### WORK INSTRUCTION
Transcribe, word for word and without additions, each line below from the one containing "spot the beaded embroidery on bodice." through the one containing "spot the dirt furrow.", both ends included.

### EXCERPTED DATA
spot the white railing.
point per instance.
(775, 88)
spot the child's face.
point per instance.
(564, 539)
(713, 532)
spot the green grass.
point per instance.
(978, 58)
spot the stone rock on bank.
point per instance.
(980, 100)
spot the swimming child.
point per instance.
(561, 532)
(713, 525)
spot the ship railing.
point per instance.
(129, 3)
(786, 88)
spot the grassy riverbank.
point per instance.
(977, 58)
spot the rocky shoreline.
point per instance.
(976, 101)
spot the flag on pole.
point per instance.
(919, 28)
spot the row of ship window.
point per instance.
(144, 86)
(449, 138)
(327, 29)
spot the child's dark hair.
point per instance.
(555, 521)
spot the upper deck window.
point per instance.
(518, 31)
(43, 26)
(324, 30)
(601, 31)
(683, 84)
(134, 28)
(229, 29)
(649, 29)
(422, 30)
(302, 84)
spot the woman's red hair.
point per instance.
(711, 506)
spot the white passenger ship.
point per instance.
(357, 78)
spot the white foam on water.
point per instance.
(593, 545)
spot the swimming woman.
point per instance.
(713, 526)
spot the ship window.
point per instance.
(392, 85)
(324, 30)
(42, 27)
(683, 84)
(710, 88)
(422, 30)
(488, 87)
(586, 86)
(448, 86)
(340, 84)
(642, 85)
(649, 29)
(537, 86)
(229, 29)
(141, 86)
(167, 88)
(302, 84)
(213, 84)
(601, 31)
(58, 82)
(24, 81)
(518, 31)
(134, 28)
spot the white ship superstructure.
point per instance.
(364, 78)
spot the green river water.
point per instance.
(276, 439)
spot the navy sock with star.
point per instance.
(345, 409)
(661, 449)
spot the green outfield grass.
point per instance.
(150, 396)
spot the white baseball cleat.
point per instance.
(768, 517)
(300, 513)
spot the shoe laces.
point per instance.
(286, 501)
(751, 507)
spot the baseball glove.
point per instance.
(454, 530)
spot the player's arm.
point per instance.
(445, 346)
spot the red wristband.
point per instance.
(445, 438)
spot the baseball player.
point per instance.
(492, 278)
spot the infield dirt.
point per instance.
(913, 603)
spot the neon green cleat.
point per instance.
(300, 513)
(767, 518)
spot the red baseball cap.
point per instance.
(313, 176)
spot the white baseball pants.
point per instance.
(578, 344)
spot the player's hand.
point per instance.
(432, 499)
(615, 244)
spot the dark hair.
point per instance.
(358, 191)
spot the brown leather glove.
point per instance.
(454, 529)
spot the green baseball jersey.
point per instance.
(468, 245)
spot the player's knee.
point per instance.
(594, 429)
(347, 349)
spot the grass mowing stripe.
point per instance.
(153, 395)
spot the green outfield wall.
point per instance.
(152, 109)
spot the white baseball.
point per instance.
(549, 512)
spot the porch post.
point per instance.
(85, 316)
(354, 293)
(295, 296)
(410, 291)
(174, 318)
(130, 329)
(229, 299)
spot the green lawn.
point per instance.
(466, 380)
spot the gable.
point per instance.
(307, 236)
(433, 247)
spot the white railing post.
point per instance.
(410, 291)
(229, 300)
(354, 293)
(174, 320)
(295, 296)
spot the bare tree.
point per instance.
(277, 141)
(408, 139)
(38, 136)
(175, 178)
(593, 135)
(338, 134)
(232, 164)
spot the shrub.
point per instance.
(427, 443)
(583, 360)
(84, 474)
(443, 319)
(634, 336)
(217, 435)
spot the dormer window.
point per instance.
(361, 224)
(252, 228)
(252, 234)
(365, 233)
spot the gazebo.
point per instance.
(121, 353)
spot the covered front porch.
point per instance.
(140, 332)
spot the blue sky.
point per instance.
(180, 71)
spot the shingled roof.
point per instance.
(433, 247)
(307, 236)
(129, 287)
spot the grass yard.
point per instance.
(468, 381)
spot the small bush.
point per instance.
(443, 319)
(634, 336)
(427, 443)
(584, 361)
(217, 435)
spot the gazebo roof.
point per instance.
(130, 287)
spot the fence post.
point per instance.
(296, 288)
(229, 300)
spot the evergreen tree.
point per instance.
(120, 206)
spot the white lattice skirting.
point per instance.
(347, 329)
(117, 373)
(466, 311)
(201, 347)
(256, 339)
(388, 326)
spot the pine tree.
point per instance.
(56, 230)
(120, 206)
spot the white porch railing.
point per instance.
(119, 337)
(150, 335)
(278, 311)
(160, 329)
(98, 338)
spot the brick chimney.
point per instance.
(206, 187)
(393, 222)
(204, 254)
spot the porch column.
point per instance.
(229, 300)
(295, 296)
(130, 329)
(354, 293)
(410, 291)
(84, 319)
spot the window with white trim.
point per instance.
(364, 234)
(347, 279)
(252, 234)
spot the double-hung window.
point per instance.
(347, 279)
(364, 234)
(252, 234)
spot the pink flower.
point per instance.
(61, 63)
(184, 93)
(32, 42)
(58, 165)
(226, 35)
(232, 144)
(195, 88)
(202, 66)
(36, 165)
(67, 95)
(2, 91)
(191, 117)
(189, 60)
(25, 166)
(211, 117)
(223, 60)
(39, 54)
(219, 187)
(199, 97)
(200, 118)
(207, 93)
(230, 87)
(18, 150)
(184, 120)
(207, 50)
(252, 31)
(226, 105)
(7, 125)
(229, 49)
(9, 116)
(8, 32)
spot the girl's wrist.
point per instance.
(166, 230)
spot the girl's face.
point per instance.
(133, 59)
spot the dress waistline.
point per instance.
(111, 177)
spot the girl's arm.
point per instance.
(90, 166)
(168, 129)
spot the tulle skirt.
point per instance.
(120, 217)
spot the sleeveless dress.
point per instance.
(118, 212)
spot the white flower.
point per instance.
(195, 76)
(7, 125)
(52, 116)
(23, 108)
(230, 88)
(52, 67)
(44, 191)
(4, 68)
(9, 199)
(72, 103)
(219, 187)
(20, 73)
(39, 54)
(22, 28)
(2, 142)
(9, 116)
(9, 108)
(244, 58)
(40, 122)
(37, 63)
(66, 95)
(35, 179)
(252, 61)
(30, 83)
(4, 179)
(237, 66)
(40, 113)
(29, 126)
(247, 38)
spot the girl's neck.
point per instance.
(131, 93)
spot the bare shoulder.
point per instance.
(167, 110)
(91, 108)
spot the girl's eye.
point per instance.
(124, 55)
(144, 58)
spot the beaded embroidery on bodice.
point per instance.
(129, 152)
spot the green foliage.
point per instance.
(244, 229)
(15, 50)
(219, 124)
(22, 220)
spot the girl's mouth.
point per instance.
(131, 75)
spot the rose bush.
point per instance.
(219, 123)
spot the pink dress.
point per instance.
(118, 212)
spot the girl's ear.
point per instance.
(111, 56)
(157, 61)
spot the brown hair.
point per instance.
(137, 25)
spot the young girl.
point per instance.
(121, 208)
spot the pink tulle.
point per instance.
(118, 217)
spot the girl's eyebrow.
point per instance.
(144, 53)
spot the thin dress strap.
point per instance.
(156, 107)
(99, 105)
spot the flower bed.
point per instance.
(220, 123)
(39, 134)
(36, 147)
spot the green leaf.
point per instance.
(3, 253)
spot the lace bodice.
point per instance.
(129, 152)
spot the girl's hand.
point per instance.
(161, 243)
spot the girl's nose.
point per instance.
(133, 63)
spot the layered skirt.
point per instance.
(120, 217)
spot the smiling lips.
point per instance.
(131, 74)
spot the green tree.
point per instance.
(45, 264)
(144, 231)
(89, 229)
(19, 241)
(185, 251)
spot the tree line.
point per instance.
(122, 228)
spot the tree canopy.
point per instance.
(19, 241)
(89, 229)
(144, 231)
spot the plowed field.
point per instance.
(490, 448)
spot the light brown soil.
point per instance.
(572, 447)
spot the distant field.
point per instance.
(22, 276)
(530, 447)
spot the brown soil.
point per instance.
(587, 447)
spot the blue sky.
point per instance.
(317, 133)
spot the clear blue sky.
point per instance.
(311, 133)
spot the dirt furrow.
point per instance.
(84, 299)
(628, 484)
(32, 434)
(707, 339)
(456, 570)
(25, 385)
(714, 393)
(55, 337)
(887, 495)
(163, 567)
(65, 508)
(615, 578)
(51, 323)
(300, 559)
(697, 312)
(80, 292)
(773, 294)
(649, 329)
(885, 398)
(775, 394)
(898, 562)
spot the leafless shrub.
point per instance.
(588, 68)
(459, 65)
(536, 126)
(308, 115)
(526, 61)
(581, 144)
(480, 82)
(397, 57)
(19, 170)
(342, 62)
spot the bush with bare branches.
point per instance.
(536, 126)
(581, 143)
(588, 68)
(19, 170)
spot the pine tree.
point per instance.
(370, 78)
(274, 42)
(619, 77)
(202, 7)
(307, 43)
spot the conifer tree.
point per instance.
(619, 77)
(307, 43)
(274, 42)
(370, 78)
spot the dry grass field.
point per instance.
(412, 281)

### EXERCISE ANSWER
spot the beaded embroidery on bodice.
point per instance.
(129, 152)
spot the green foliage.
point per instance.
(244, 229)
(15, 50)
(219, 124)
(22, 220)
spot the girl's mouth.
point per instance.
(131, 75)
spot the rose bush.
point per instance.
(219, 123)
spot the pink dress.
point per instance.
(118, 212)
spot the girl's ear.
point per instance.
(111, 56)
(157, 61)
spot the brown hair.
point per instance.
(137, 25)
spot the young girl.
point per instance.
(121, 208)
spot the pink tulle.
point per instance.
(118, 217)
spot the girl's eyebrow.
point per instance.
(144, 53)
spot the thin dress strap.
point per instance.
(156, 107)
(99, 105)
spot the flower bed.
point per instance.
(220, 123)
(39, 134)
(36, 147)
spot the green leaf.
point per instance.
(3, 253)
spot the lace bodice.
point per instance.
(129, 152)
spot the girl's hand.
point per instance.
(161, 243)
spot the girl's nose.
point per instance.
(133, 63)
spot the layered skirt.
point per instance.
(120, 217)
spot the smiling lips.
point per instance.
(131, 74)
spot the green tree.
point per instance.
(45, 264)
(144, 231)
(89, 229)
(19, 241)
(185, 251)
spot the tree line.
point per instance.
(122, 228)
spot the tree canopy.
point per instance.
(19, 241)
(89, 229)
(144, 231)
spot the plowed field.
point per instance.
(490, 448)
spot the light brown soil.
point per instance.
(572, 447)
spot the distant field.
point per instance.
(22, 276)
(530, 447)
spot the brown soil.
point per instance.
(587, 447)
spot the blue sky.
point per instance.
(317, 133)
spot the clear blue sky.
point per instance.
(311, 133)
spot the dirt furrow.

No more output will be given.